─── FRAGMENTO DEL TEXTO ───

El pensamiento de O’Donnell, lejos de ser una teoría
abstracta sobre el abuso de poder por los presidentes elegidos democráticamente,
ofrece una brújula crítica para comprender el derrumbe moral e institucional
del proyecto populista boliviano. Su diagnóstico sobre los líderes que
desprecian la deliberación, concentran poder y manipulan la crisis para
perpetuarse, se cumple con exactitud en la funesta experiencia del MAS.
La democracia delegativa, bajo el ropaje de un “gobierno
del pueblo”, termina siendo un autoritarismo de baja intensidad, sostenido por
la manipulación simbólica y el intercambio prebendal. Cuando el voto se
convierte en un instrumento de coerción y los movimientos sociales en “ministerios
de lealtad política”, la ciudadanía deja de ser un sujeto democrático y se
convierte en clientela. Todas las erróneas ideologías que justificaban estas
distorsiones autoritarias, como las falsas ideas sobre le “potencia plebeya”, o
libros carentes de sustento donde se afirmaba que los militantes decían que “el
MAS es nuestro” y no de un caudillo, simplemente ocultaban las actitudes de
captura clientelar y odio hacia las instituciones democráticas que, en el
fondo, debían desaparecer al ser desfalcadas por la “misión histórica” de
quienes detentaban el poder.
O’Donnell tenía toda la razón. La mayor amenaza para la
democracia latinoamericana, no proviene de un golpe militar, sino del uso
plebiscitario del poder, disfrazado de legitimidad popular. Bolivia, frente a
la quiebra del Estado corporativo y la corrupción institucionalizada, confirma
que las advertencias de O’Donnell, no fueron una teoría académica, sino más
bien una precaución moral y política frente al retorno del caudillismo bajo
nuevas máscaras. El voto soberano no le da derecho a ningún sindicato u
organización popular, a exigir un ministerio o cuotas de poder y, peor aún, el
voto tampoco le da al presidente, la legitimidad para disponer, arbitrariamente,
del Estado como si éste fuera un capricho hecho realidad.

─── MATERIAL PROPORCIONADO ───

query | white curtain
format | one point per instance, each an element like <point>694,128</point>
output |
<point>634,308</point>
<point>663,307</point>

───

__CONSIGNA__
Enumera todas las expresiones que el fragmento sobre la democracia delegativa pone entre comillas. Los ítems no hacen falta para resolver la tarea.

__EJERCICIO RESUELTO__
- "gobierno del pueblo"
- "ministerios de lealtad política"
- "potencia plebeya"
- "el MAS es nuestro"
- "misión histórica"